- Exercise directions: Reproduce the material from the line with "[Batch spec] Target class: white knitted" to the line with "188], [171, 179, 212, 197]]", both included, keeping the requests, and multiply every bounding box coordinate in the answers by 2.4, rounding to whole numbers with halves going up. Leave the numbers in the requests and their format samples unchanged.

(Coordinate annotation entries)
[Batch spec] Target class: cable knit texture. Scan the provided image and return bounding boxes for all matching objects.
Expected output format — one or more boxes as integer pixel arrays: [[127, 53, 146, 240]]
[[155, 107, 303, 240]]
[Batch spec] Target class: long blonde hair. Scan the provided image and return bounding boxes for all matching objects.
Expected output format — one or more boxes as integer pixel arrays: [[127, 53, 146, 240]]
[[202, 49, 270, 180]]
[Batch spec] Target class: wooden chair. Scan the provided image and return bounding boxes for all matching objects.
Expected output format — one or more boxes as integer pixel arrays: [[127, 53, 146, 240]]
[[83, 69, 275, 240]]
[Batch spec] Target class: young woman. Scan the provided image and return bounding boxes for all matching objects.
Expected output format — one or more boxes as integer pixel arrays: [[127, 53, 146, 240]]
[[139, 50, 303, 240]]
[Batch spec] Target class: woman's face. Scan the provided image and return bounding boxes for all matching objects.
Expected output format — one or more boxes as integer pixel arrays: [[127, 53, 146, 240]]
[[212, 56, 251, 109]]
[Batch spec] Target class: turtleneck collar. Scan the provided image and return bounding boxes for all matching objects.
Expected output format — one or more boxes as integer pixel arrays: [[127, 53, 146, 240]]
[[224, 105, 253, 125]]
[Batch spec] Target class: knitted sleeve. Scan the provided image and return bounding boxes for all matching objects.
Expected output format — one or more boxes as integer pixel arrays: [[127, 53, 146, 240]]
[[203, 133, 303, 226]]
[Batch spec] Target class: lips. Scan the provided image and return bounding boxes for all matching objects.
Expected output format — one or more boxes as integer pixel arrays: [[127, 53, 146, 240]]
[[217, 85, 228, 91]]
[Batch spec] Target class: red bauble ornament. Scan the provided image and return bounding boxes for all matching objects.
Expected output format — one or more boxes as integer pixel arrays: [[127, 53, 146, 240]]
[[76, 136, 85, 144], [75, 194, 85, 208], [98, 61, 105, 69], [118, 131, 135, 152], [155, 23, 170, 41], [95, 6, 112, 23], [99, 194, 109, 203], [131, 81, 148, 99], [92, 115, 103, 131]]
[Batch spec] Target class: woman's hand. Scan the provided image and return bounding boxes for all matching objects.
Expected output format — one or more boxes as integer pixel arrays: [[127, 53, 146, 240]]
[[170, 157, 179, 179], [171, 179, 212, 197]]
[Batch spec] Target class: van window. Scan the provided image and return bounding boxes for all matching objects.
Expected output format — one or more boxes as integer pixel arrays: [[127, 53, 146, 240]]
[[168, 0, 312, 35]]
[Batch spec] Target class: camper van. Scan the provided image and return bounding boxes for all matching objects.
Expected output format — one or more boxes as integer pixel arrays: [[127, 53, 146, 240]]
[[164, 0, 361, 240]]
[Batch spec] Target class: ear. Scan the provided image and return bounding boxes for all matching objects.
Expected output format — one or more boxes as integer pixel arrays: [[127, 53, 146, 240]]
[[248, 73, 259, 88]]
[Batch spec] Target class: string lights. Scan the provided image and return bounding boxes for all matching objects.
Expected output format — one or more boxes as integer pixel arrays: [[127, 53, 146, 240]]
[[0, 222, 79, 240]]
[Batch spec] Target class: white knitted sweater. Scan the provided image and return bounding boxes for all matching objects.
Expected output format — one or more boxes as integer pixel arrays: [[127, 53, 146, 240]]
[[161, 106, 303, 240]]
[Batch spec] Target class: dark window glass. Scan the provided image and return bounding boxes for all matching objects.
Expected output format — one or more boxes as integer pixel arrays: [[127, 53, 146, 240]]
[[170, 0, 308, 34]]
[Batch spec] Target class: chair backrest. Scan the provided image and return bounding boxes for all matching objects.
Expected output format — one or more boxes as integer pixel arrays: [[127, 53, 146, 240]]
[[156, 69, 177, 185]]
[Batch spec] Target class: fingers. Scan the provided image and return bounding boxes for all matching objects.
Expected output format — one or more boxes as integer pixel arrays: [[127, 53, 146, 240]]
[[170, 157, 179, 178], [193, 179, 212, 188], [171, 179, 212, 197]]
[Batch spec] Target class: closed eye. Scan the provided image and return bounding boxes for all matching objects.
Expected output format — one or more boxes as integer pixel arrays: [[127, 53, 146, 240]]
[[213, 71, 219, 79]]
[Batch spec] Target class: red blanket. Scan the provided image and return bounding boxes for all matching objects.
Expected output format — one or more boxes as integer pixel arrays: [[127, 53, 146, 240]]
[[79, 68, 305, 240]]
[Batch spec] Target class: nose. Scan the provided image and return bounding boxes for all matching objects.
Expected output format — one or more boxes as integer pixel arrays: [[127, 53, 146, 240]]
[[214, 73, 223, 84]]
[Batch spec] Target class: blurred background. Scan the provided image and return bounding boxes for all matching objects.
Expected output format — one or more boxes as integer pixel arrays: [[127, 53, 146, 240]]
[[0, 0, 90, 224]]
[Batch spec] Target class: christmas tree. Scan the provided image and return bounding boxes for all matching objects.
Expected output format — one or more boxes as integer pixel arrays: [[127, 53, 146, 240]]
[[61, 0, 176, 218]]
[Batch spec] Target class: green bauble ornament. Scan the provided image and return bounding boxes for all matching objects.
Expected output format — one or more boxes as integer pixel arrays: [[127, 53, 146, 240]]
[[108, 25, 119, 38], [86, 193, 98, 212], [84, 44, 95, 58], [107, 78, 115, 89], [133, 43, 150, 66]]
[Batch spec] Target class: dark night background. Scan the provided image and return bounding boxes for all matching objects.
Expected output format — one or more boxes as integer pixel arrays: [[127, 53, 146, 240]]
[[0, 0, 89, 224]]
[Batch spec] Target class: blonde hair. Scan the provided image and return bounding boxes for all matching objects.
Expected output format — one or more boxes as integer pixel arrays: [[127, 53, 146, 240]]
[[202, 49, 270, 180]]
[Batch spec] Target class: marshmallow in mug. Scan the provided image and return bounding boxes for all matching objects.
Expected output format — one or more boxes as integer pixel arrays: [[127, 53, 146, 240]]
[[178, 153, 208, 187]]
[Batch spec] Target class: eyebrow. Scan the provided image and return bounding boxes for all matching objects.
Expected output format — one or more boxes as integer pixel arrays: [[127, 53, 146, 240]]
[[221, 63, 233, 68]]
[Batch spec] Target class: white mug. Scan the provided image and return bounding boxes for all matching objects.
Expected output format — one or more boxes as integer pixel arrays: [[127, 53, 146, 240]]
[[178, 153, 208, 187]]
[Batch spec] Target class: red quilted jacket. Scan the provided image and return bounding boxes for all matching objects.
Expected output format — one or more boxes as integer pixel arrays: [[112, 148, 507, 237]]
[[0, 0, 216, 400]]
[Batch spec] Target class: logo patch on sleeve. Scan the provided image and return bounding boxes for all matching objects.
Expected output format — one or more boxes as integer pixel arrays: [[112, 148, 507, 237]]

- Response:
[Batch spec] Target class: white knitted sweater. Scan the provided image and return bounding boxes for all matching objects.
Expected output format — one or more boxes as integer pixel arrays: [[127, 53, 146, 240]]
[[386, 254, 727, 576]]
[Batch spec] Target class: dark window glass. Scan the provided image and return bounding boxes for all matching objects.
Expected output format — one or more boxes as integer pixel arrays: [[127, 53, 146, 240]]
[[408, 0, 739, 82]]
[Batch spec] Target class: chair backrest. Scan the provided image and return bounding boxes for all matching objects.
Expected output format — one or more boxes as integer pixel arrays: [[127, 53, 146, 240]]
[[374, 166, 425, 444]]
[Batch spec] Target class: fingers. Scan the provided image and return bounding boxes for all matching objects.
Expected output format — one or more boxes as integer pixel arrays: [[127, 53, 146, 240]]
[[408, 377, 430, 427], [463, 430, 509, 451], [410, 430, 509, 473]]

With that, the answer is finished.